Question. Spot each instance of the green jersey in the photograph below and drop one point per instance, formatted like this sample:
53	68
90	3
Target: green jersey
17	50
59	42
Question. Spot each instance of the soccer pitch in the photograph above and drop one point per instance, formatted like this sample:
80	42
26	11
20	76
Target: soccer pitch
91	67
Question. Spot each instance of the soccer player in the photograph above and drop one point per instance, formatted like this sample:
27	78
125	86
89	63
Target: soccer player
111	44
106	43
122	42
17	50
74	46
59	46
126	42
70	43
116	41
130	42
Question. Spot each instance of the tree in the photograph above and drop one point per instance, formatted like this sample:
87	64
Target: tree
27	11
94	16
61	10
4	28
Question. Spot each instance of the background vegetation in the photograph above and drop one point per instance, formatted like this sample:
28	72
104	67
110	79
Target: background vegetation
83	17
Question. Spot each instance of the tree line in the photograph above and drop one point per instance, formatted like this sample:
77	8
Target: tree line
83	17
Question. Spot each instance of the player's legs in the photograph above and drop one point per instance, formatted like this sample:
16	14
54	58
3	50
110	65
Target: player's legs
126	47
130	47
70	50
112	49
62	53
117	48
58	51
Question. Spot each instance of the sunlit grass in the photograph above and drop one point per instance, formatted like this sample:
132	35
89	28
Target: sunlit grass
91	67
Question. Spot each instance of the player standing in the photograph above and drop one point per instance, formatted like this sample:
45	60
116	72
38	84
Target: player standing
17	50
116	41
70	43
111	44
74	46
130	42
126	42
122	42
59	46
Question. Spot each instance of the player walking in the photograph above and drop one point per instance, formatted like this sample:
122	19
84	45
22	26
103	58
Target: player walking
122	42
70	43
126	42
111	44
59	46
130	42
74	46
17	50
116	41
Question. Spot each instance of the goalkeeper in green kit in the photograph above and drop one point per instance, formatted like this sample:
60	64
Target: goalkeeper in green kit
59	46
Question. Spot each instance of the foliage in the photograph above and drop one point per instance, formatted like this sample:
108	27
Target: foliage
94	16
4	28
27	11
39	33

YOUR INSTRUCTIONS »
Reproduce everything from the line containing "Question. Spot each instance of the sunlit" down to the end of the items, requests included, scaling each answer coordinate by 2.35 and rounding it to a whole number, with halves rounded up. Keep the numbers in the requests and their format samples unchanged.

EXERCISE ANSWER »
Question. Spot each instance of the sunlit grass in the photograph above and drop one point per instance, formatted like this sample:
132	35
89	28
Target: sunlit grass
214	157
Question. Spot each instance of the player standing in the photograph above and drop one point per instance, formatted like this sample:
45	60
116	72
38	84
Target: player standing
40	118
273	96
165	101
261	103
174	108
306	99
296	99
287	99
139	108
Question. Spot each instance of the player walking in the photograph above and drop one point per instance, formatted like this sample:
122	19
84	45
22	26
103	58
Target: player walking
287	99
165	101
296	99
261	103
139	108
306	99
174	108
40	118
273	96
Question. Spot each instance of the goalkeeper in green kit in the photograph above and drop one point per instance, formatted like this sample:
60	64
Target: goalkeeper in green kit
139	108
Question. Spot each instance of the foliage in the photograph above and drop one point per instance, formatted like this sample:
108	27
Target: foliage
221	38
9	66
63	26
92	78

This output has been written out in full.